What the task requires: Say how many lines in the following data hold the word "below". Write nothing but that number.

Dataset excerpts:
——

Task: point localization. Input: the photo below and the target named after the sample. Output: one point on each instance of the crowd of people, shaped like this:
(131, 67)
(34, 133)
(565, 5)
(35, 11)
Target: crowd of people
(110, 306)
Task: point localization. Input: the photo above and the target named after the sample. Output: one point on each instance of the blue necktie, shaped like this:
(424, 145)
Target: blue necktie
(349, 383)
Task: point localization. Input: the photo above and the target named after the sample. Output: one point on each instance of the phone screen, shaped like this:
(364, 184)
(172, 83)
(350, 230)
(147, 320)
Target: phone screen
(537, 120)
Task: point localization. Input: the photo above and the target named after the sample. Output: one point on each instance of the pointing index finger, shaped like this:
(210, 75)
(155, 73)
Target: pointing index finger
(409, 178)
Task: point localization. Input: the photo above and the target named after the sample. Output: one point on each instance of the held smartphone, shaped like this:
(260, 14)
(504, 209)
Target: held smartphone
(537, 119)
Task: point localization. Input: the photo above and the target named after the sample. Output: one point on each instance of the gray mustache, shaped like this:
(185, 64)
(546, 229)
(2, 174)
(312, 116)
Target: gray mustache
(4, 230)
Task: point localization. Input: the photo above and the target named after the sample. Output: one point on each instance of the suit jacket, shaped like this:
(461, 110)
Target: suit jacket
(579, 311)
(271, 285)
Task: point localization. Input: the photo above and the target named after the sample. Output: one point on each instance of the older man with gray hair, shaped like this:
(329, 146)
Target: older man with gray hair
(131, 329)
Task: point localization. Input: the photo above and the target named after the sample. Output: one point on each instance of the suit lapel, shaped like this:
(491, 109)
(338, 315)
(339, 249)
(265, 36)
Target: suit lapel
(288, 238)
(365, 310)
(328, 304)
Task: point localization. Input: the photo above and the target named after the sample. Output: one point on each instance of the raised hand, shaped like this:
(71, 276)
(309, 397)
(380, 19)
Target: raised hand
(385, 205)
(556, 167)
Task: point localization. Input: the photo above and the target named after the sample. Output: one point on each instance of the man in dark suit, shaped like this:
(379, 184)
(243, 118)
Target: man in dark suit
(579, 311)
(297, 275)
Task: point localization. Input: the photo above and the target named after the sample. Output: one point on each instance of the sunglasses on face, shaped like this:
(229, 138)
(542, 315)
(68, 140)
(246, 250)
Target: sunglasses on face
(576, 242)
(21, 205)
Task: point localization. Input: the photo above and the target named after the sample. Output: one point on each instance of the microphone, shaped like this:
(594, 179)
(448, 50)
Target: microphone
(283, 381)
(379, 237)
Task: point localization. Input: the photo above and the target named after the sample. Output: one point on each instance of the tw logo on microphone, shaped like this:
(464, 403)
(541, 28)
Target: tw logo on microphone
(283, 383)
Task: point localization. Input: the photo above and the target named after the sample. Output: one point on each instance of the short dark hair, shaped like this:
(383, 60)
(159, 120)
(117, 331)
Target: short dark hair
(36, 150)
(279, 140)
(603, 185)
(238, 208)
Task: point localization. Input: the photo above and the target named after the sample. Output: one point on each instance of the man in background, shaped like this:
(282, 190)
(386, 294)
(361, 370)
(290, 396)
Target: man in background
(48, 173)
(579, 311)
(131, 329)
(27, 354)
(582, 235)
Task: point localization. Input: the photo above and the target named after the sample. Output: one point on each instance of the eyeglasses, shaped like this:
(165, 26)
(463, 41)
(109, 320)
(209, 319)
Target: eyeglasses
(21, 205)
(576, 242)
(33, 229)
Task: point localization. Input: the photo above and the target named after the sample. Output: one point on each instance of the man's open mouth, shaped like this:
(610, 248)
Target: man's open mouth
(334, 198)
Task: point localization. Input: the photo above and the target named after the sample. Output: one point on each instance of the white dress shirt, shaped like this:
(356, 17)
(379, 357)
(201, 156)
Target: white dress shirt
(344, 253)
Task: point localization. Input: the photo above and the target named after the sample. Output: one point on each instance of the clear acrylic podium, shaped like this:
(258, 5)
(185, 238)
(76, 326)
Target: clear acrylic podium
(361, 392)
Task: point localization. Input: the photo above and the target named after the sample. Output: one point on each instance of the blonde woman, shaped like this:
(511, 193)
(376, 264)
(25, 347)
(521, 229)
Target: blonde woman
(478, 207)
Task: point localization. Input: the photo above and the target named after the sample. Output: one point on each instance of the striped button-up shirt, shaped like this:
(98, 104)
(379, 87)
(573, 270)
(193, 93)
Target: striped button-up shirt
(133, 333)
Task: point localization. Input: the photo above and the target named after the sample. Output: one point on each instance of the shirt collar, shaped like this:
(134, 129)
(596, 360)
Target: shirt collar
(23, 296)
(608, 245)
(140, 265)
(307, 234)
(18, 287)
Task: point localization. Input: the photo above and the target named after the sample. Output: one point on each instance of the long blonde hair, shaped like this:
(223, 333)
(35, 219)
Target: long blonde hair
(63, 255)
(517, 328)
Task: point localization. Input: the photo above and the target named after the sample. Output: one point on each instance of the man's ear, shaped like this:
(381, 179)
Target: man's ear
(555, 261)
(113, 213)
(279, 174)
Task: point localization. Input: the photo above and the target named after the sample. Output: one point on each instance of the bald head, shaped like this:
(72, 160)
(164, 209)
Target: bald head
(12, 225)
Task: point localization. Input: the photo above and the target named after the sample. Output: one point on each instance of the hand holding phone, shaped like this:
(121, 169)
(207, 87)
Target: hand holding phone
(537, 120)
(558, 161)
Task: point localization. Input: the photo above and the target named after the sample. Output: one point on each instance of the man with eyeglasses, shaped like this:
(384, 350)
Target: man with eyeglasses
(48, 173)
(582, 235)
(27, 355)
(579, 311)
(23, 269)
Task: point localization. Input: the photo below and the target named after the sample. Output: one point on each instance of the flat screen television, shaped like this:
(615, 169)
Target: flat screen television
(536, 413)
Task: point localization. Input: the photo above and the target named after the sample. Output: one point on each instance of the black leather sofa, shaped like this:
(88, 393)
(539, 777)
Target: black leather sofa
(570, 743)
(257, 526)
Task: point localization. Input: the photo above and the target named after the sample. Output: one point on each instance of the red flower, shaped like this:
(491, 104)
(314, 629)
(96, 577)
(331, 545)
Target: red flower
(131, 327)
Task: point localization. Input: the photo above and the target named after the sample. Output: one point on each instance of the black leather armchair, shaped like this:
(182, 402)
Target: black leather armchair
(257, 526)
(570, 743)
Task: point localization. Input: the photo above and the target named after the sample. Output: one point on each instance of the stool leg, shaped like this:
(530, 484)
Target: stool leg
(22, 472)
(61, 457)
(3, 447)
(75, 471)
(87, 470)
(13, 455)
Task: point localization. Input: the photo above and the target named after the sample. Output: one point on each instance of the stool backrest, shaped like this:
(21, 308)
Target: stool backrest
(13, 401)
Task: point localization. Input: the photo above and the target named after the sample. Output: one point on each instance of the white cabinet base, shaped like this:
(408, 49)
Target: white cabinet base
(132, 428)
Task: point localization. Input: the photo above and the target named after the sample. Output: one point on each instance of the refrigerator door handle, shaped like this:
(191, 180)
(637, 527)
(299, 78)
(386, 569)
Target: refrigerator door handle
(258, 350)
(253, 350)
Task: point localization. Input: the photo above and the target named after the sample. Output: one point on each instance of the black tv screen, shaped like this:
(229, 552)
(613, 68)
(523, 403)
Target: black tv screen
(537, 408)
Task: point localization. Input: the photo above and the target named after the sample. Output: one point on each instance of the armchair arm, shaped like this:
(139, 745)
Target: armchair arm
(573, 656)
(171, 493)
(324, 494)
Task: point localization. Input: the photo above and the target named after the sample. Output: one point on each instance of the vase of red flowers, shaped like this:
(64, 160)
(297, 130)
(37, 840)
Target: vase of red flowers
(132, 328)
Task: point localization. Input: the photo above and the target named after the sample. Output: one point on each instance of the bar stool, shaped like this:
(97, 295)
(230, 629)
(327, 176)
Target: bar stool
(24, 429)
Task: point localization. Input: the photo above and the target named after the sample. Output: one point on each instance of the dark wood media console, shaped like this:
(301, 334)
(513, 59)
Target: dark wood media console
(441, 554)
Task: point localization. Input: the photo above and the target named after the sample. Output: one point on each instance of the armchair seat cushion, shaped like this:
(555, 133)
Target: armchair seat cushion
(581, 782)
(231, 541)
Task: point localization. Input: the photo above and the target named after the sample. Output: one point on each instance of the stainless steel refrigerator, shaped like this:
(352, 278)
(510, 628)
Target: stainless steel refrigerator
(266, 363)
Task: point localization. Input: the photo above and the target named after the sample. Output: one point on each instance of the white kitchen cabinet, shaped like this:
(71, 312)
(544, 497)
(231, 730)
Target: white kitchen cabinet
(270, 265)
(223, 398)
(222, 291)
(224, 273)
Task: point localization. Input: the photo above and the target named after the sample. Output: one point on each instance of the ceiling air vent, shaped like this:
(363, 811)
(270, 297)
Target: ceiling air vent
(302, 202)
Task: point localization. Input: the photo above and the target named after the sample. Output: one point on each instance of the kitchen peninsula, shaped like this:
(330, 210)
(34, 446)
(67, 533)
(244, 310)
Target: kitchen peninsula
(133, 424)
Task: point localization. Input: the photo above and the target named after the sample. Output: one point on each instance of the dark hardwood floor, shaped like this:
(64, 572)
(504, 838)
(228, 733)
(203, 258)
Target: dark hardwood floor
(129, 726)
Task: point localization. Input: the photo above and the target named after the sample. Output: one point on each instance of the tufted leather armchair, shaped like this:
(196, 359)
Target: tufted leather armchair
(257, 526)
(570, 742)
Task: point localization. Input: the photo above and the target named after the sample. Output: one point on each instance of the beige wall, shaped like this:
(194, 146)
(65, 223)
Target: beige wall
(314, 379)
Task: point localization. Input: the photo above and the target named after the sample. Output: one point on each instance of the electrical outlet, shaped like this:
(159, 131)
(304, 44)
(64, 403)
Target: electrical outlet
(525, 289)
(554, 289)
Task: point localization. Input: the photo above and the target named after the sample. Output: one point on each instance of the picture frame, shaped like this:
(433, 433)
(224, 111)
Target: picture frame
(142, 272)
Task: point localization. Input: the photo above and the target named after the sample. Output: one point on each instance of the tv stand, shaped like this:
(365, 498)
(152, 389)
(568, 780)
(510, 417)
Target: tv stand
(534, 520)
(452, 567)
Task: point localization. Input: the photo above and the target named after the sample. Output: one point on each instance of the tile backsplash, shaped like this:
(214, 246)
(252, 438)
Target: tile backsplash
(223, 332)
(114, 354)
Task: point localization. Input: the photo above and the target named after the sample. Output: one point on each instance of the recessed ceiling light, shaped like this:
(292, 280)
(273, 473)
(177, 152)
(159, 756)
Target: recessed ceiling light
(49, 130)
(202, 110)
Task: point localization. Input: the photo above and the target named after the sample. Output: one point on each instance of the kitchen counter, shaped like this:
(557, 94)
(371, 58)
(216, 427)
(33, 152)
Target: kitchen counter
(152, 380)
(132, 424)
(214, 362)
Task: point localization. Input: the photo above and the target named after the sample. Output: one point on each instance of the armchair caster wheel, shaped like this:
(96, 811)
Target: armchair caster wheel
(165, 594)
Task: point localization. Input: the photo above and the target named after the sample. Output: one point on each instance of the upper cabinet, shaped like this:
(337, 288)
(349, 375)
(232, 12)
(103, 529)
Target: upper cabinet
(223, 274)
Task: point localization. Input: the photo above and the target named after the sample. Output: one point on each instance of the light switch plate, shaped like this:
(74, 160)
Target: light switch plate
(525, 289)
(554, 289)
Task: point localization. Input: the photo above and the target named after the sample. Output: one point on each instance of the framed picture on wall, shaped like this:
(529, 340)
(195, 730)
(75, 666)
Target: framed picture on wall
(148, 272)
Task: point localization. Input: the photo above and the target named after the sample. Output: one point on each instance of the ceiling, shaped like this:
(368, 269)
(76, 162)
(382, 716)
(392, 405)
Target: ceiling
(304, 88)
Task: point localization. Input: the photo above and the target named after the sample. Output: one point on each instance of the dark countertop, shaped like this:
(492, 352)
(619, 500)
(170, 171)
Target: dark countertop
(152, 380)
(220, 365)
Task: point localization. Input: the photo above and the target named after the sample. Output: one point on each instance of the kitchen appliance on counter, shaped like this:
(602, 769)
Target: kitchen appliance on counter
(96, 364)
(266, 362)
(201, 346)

——

Exercise solution: 2